### EXTRACTED ENTRIES

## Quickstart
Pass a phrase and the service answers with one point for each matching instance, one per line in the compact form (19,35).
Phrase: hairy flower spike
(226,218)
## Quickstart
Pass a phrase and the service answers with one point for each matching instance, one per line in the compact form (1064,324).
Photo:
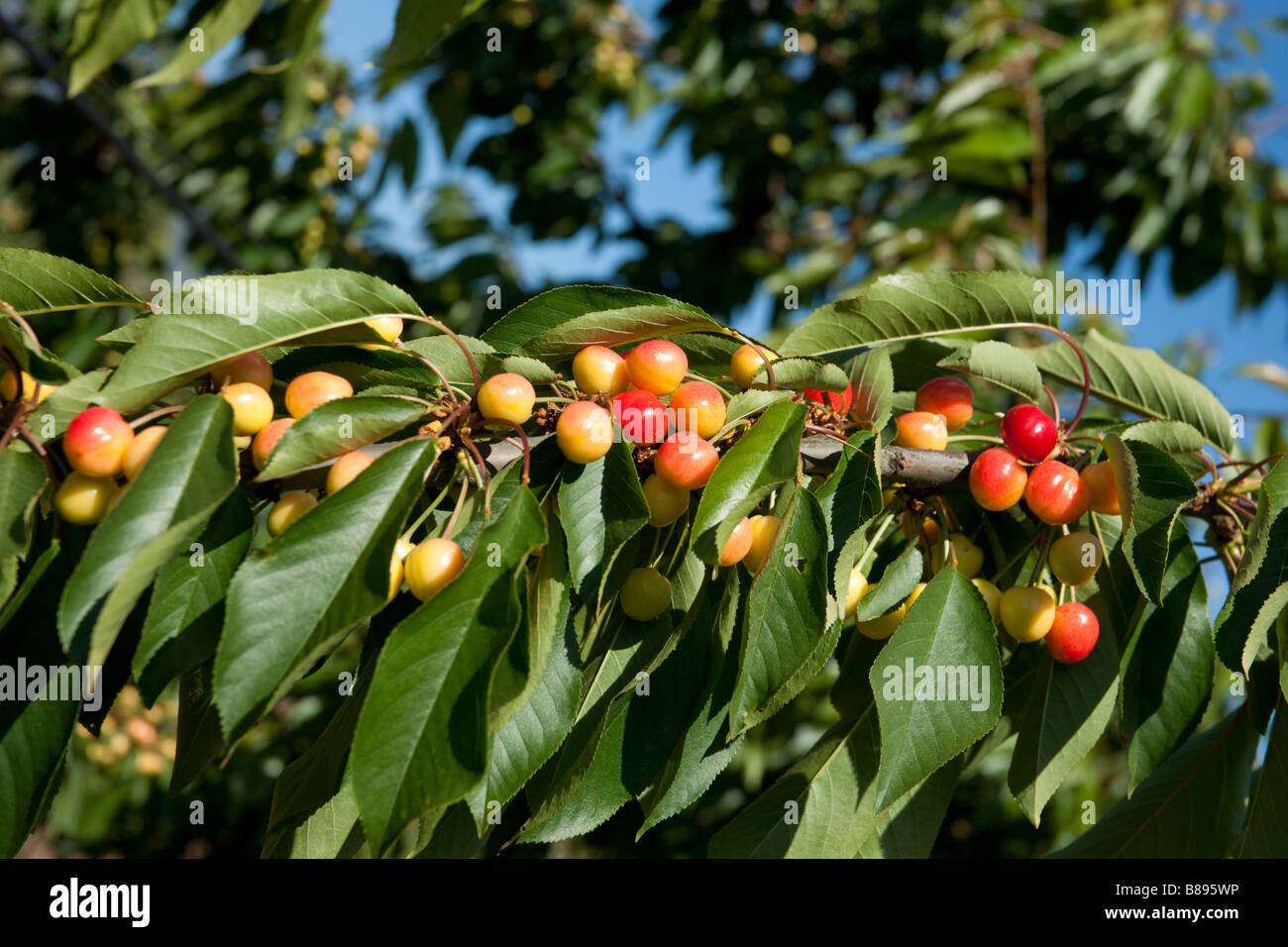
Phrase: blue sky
(357,31)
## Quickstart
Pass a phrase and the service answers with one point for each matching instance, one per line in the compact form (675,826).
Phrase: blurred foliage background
(849,138)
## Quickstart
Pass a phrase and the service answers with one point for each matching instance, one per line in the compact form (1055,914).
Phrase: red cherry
(1073,633)
(1029,432)
(640,415)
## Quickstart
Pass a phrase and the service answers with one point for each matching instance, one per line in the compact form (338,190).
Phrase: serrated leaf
(295,599)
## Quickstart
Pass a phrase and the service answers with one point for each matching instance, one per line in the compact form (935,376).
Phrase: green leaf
(948,642)
(1141,381)
(338,428)
(292,602)
(786,616)
(1243,621)
(601,505)
(761,460)
(191,472)
(424,733)
(914,305)
(219,26)
(563,321)
(1192,806)
(1167,667)
(35,283)
(1001,364)
(226,316)
(1155,488)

######

* WHAT IS EXPECTED
Using the data above, print exactly the lines from the line that contains "Phrase: blue sky" through the line that contains "compact form (935,376).", with both included.

* REPLY TO THE TASK
Phrase: blue sky
(357,31)
## Quickstart
Pass a phrase and the service answers with one point for each matching instance, one per line in the compact form (675,826).
Phrase: blurred foliage background
(849,138)
## Quickstart
Pass a phrase and the service answers with one point for each matching instance, one per line in the compact form (1055,914).
Phrase: red cherry
(1073,633)
(1029,432)
(640,415)
## Quickstart
Pass a phrase and the service answers with one point for each matching instance, one per line in the compact form (338,190).
Phrase: serrated leaf
(295,599)
## Quickstart
Pass a phrase and the service answers with one point for each matching instance, one per line in the compact form (935,376).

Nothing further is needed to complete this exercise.